# ESTRATTO DELLA PAGINA
=====

Si respira nel film di Villaneuve un clima pensoso, lento, meditativo. Flash back e flash forward si alternano con un movimento simile al frangersi delle onde sul bagnasciuga. La presenza degli alieni diventa un escamotage per compiere una riflessione sui destini dell'umanità e sulla necessità di una comunicazione che miri a condividere invece che creare nuove barriere e nuovi muri.
Omaggio metanarrativo al cinema e alle forme artistiche che sono linguaggi universali e che impastano passato, presente e futuro nel corso della narrazione, che estendono la prospettiva e lo sguardo all'intero pianeta, "Arrival" richiama più "Solaris" che "Incontri ravvicinati del terzo tipo", almeno come impostazione di fondo. Come in "Solaris, il confronto con un'intelligenza aliena provoca modifiche profonde negli umani, attualizza l'ignoto che è in loro. Ma, a differenza di "Solaris", "Arrival" propone uno svolgimento meno drammatico e lacerante. Il linguaggio diventa strumento di condivisione e la condivisione si traduce in un progetto di comunione che riesce ad abolire la tirannia del tempo.
Un esercizio di fantascienza concettuale stimolante, che ci sollecita a riflettere sulla nostra condizione.

=====

Record di dati:
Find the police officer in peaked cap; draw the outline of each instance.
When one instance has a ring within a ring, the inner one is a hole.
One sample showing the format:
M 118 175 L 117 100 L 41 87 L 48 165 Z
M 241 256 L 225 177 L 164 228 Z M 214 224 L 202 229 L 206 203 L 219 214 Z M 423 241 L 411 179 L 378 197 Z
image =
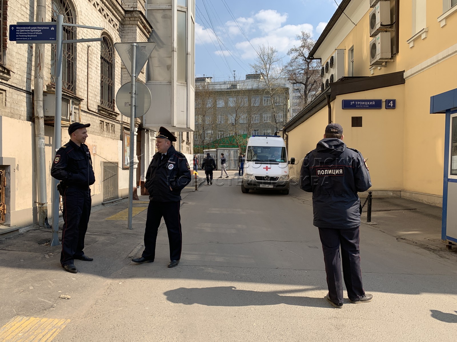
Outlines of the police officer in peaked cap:
M 58 150 L 51 168 L 51 175 L 60 181 L 58 188 L 63 201 L 60 264 L 72 273 L 78 272 L 74 259 L 93 260 L 83 251 L 92 204 L 89 187 L 95 182 L 90 152 L 84 144 L 90 126 L 79 122 L 70 125 L 70 141 Z
M 313 224 L 319 229 L 322 244 L 329 293 L 325 299 L 337 308 L 343 307 L 343 274 L 351 303 L 370 301 L 362 285 L 359 227 L 361 206 L 357 192 L 371 187 L 368 168 L 361 154 L 343 142 L 343 128 L 329 124 L 324 139 L 305 157 L 300 187 L 313 192 Z
M 174 267 L 179 263 L 182 245 L 179 214 L 181 190 L 191 181 L 191 168 L 186 156 L 173 146 L 171 143 L 176 141 L 176 137 L 168 130 L 161 127 L 156 138 L 157 153 L 152 157 L 144 183 L 149 195 L 144 250 L 141 256 L 132 261 L 138 264 L 154 261 L 157 230 L 163 217 L 170 244 L 168 267 Z

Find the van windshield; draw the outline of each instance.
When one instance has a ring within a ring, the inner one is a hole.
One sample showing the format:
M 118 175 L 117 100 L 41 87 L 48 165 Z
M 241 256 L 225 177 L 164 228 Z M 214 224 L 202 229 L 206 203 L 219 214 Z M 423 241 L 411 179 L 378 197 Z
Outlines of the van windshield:
M 286 148 L 269 146 L 248 146 L 246 161 L 286 162 Z

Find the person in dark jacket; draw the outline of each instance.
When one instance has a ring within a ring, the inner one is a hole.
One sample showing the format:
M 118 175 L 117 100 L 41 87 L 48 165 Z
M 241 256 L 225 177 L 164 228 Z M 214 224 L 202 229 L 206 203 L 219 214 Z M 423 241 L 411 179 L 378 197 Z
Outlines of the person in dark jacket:
M 83 251 L 92 205 L 89 187 L 95 182 L 90 152 L 84 144 L 86 129 L 90 125 L 79 122 L 70 125 L 70 141 L 57 150 L 51 167 L 51 175 L 60 181 L 58 188 L 63 201 L 60 264 L 71 273 L 78 272 L 74 259 L 93 260 Z
M 137 264 L 154 261 L 157 231 L 163 217 L 170 243 L 168 267 L 174 267 L 179 264 L 182 246 L 179 214 L 181 190 L 191 181 L 191 167 L 186 156 L 171 145 L 176 139 L 168 130 L 161 127 L 156 138 L 157 153 L 148 168 L 144 183 L 149 194 L 144 250 L 141 257 L 132 261 Z
M 206 154 L 206 158 L 203 160 L 202 163 L 202 169 L 205 170 L 206 175 L 206 184 L 205 185 L 211 185 L 213 184 L 213 171 L 216 169 L 216 162 L 214 159 L 209 153 Z
M 370 301 L 362 286 L 359 227 L 361 206 L 357 192 L 371 187 L 368 168 L 361 154 L 346 146 L 343 128 L 329 124 L 324 139 L 305 157 L 300 187 L 313 192 L 313 224 L 319 229 L 322 244 L 329 293 L 327 301 L 343 307 L 343 274 L 351 303 Z

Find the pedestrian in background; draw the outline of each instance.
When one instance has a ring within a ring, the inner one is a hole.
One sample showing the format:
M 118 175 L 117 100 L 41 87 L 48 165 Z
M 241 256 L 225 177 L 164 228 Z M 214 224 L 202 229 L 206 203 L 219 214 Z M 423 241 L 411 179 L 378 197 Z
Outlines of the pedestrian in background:
M 191 168 L 186 156 L 171 144 L 176 139 L 168 130 L 161 127 L 156 138 L 157 153 L 148 168 L 144 183 L 149 194 L 144 250 L 141 257 L 132 261 L 138 264 L 154 261 L 157 231 L 163 217 L 170 244 L 168 267 L 174 267 L 179 264 L 182 246 L 179 214 L 181 190 L 191 181 Z
M 51 175 L 60 181 L 64 227 L 60 264 L 65 270 L 77 273 L 74 259 L 92 261 L 84 254 L 84 238 L 90 216 L 92 199 L 89 187 L 95 182 L 90 152 L 84 144 L 90 124 L 74 122 L 68 127 L 70 141 L 56 153 Z
M 216 169 L 216 162 L 209 153 L 206 154 L 206 158 L 203 160 L 202 169 L 205 170 L 205 174 L 206 175 L 205 185 L 211 185 L 213 184 L 213 171 Z
M 194 171 L 198 170 L 198 158 L 197 155 L 194 155 Z
M 368 168 L 361 154 L 343 142 L 343 128 L 329 124 L 324 139 L 303 160 L 300 188 L 313 192 L 313 224 L 322 244 L 329 293 L 325 299 L 343 307 L 343 274 L 351 303 L 370 301 L 362 286 L 359 244 L 362 208 L 357 192 L 371 187 Z
M 221 153 L 221 176 L 219 178 L 222 178 L 222 175 L 223 174 L 223 172 L 225 172 L 226 178 L 228 178 L 228 174 L 227 173 L 227 170 L 225 170 L 226 163 L 227 162 L 227 159 L 225 159 L 225 157 L 224 156 L 223 153 Z
M 244 157 L 243 155 L 240 155 L 239 169 L 238 170 L 238 176 L 243 176 L 244 170 Z

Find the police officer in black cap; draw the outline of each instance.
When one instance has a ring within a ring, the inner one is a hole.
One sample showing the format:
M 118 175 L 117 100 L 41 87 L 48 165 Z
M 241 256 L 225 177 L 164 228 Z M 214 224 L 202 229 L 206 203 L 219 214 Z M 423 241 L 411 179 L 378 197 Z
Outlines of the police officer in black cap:
M 90 124 L 74 122 L 68 128 L 70 141 L 56 153 L 51 175 L 59 180 L 63 200 L 64 228 L 60 264 L 66 271 L 76 273 L 74 259 L 91 261 L 83 251 L 92 200 L 89 187 L 95 182 L 90 152 L 84 144 Z
M 359 247 L 361 206 L 358 192 L 371 187 L 368 168 L 361 154 L 343 142 L 343 128 L 329 124 L 324 139 L 303 160 L 300 187 L 313 192 L 314 226 L 322 243 L 329 293 L 327 301 L 343 307 L 343 274 L 351 303 L 370 301 L 362 286 Z
M 174 267 L 179 264 L 182 245 L 179 214 L 181 190 L 191 181 L 191 167 L 186 156 L 172 145 L 176 137 L 168 130 L 160 127 L 156 138 L 157 153 L 152 157 L 144 183 L 149 195 L 144 250 L 141 256 L 132 261 L 138 264 L 154 261 L 157 230 L 163 217 L 170 243 L 168 267 Z

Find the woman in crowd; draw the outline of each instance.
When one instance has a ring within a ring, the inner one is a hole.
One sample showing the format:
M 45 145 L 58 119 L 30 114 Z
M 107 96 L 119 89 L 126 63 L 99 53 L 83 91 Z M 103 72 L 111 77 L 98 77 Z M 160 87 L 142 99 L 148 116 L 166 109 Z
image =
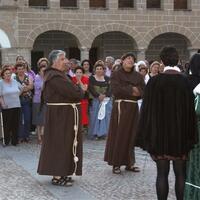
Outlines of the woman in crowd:
M 186 160 L 197 142 L 194 96 L 187 77 L 177 67 L 177 50 L 165 47 L 160 58 L 167 67 L 152 77 L 145 88 L 138 143 L 156 163 L 158 200 L 166 200 L 168 196 L 170 161 L 173 161 L 176 198 L 183 200 Z
M 35 72 L 31 69 L 31 66 L 29 65 L 29 63 L 27 61 L 24 61 L 24 65 L 25 65 L 26 75 L 31 77 L 31 79 L 34 81 L 35 80 Z
M 191 88 L 194 88 L 195 110 L 197 115 L 199 142 L 190 152 L 187 166 L 187 178 L 185 185 L 185 200 L 200 199 L 200 54 L 194 54 L 189 63 L 191 75 L 189 80 Z M 194 78 L 193 78 L 194 77 Z
M 89 79 L 90 106 L 89 136 L 101 139 L 108 133 L 112 102 L 110 99 L 109 78 L 105 76 L 104 65 L 98 61 L 94 66 L 94 75 Z
M 0 103 L 3 115 L 3 128 L 5 145 L 10 142 L 16 146 L 18 143 L 18 127 L 20 118 L 20 84 L 11 78 L 12 72 L 9 65 L 1 71 Z
M 38 136 L 38 144 L 42 143 L 42 137 L 44 134 L 44 112 L 45 107 L 41 103 L 41 91 L 43 86 L 44 70 L 47 68 L 49 62 L 46 58 L 40 58 L 38 60 L 38 74 L 35 76 L 34 81 L 34 95 L 32 104 L 32 124 L 36 126 L 36 134 Z
M 16 68 L 16 80 L 23 87 L 23 92 L 20 95 L 21 103 L 21 117 L 20 117 L 20 127 L 19 127 L 19 140 L 20 142 L 28 142 L 30 135 L 31 126 L 31 102 L 32 102 L 32 92 L 33 80 L 30 76 L 26 75 L 24 63 L 18 63 L 15 65 Z
M 160 63 L 158 61 L 154 61 L 150 65 L 150 73 L 149 73 L 150 78 L 155 76 L 155 75 L 158 75 L 159 74 L 159 69 L 160 69 Z
M 186 73 L 190 82 L 191 90 L 194 90 L 194 88 L 200 83 L 199 57 L 199 53 L 194 54 L 189 62 L 189 67 Z
M 90 77 L 92 75 L 92 67 L 89 60 L 83 60 L 81 66 L 84 69 L 84 75 Z
M 72 81 L 80 85 L 83 91 L 85 91 L 85 96 L 81 100 L 81 124 L 84 127 L 88 125 L 88 98 L 87 98 L 87 89 L 89 84 L 89 78 L 84 76 L 84 69 L 82 67 L 76 67 L 74 69 L 75 76 L 72 77 Z

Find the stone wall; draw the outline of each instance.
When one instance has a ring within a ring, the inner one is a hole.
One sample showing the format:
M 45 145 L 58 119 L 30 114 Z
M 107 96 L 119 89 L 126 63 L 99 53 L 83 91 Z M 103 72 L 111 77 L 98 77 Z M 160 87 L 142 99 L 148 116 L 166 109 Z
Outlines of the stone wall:
M 107 7 L 104 9 L 89 8 L 89 0 L 79 0 L 77 8 L 60 8 L 59 0 L 49 0 L 46 8 L 28 7 L 28 0 L 10 1 L 4 1 L 3 6 L 0 4 L 0 29 L 8 35 L 12 46 L 12 49 L 2 51 L 3 62 L 13 61 L 14 54 L 23 52 L 30 61 L 30 52 L 36 38 L 47 31 L 64 31 L 68 36 L 71 34 L 77 38 L 82 59 L 89 55 L 95 38 L 108 32 L 129 35 L 130 41 L 134 41 L 133 50 L 143 59 L 151 55 L 154 57 L 148 47 L 151 41 L 155 41 L 155 44 L 151 44 L 155 48 L 158 41 L 153 39 L 164 33 L 178 34 L 177 38 L 184 43 L 184 59 L 188 59 L 200 47 L 198 0 L 188 0 L 187 10 L 176 11 L 173 10 L 174 0 L 162 0 L 161 9 L 146 9 L 146 0 L 134 0 L 134 8 L 128 9 L 119 9 L 117 0 L 107 0 Z M 9 2 L 8 6 L 5 6 L 6 2 Z M 104 39 L 106 43 L 112 43 L 109 34 L 104 36 L 108 36 Z M 114 37 L 117 38 L 118 35 Z M 116 43 L 117 48 L 123 46 L 123 39 L 117 39 Z M 98 56 L 105 57 L 110 54 L 110 49 L 118 56 L 119 52 L 112 48 L 116 46 L 105 46 Z M 126 48 L 131 49 L 127 45 L 122 50 Z M 147 55 L 144 53 L 146 50 Z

=====

# ESERCIZIO 1
Riscriva l'estratto sul film "Arrival" cominciando da "Si respira nel" e terminando con "e nuovi muri.", con "frontiere" al posto di "barriere".
# ESERCIZIO 2
Inserisca in una lista JSON di stringhe, una per riga e senza le righe vuote, soltanto le righe dell'elenco comprese tra quella che contiene "Find the woman" e quella che contiene "M 191 88 L 194", entrambe incluse. Ometta le immagini dalla risposta.
L'elenco non ha alcun rapporto con l'estratto.

# SOLUZIONE 1
Si respira nel film di Villaneuve un clima pensoso, lento, meditativo. Flash back e flash forward si alternano con un movimento simile al frangersi delle onde sul bagnasciuga. La presenza degli alieni diventa un escamotage per compiere una riflessione sui destini dell'umanità e sulla necessità di una comunicazione che miri a condividere invece che creare nuove frontiere e nuovi muri.

# SOLUZIONE 2
[
  "Find the woman in crowd; draw the outline of each instance.",
  "When one instance has a ring within a ring, the inner one is a hole.",
  "One sample showing the format:",
  "M 45 145 L 58 119 L 30 114 Z",
  "M 107 96 L 119 89 L 126 63 L 99 53 L 83 91 Z M 103 72 L 111 77 L 98 77 Z M 160 87 L 142 99 L 148 116 L 166 109 Z",
  "image =",
  "Outlines of the woman in crowd:",
  "M 186 160 L 197 142 L 194 96 L 187 77 L 177 67 L 177 50 L 165 47 L 160 58 L 167 67 L 152 77 L 145 88 L 138 143 L 156 163 L 158 200 L 166 200 L 168 196 L 170 161 L 173 161 L 176 198 L 183 200 Z",
  "M 35 72 L 31 69 L 31 66 L 29 65 L 29 63 L 27 61 L 24 61 L 24 65 L 25 65 L 26 75 L 31 77 L 31 79 L 34 81 L 35 80 Z",
  "M 191 88 L 194 88 L 195 110 L 197 115 L 199 142 L 190 152 L 187 166 L 187 178 L 185 185 L 185 200 L 200 199 L 200 54 L 194 54 L 189 63 L 191 75 L 189 80 Z M 194 78 L 193 78 L 194 77 Z"
]